======== DATA LISTING
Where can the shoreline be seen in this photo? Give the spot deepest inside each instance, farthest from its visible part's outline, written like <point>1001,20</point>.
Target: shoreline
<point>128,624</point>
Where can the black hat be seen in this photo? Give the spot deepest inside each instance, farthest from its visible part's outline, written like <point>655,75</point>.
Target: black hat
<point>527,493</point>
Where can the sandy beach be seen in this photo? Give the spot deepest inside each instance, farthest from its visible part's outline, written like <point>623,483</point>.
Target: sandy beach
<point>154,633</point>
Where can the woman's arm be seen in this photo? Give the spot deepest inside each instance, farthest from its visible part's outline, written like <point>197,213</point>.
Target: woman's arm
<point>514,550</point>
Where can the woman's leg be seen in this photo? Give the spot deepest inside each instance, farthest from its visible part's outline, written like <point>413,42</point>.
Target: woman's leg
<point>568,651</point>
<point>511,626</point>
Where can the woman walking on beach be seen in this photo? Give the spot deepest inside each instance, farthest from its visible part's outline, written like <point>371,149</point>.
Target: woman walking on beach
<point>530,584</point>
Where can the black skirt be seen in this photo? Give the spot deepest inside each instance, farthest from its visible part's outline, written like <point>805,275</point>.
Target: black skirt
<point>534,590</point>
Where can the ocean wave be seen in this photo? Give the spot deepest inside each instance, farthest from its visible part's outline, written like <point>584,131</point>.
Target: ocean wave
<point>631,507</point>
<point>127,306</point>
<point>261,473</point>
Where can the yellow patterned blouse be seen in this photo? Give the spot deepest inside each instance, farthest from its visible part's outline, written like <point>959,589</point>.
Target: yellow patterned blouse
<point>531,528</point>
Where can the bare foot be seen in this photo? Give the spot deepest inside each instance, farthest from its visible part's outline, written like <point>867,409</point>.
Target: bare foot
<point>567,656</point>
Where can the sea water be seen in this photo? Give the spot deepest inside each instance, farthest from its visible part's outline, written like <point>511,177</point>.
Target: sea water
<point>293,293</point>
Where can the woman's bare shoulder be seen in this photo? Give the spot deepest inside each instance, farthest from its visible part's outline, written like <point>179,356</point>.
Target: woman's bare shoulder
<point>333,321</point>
================
• [PROMPT] Reproduce the lines above verbatim, beginning at the line that contains "Where can the woman walking" and stopping after the line that contains "<point>530,584</point>".

• [OUTPUT OF THE EXERCISE]
Where can the woman walking on beach be seen in this photo? Give the spot deepest inside each instance, farthest from its visible part's outline, written like <point>371,149</point>.
Target: woman walking on beach
<point>530,584</point>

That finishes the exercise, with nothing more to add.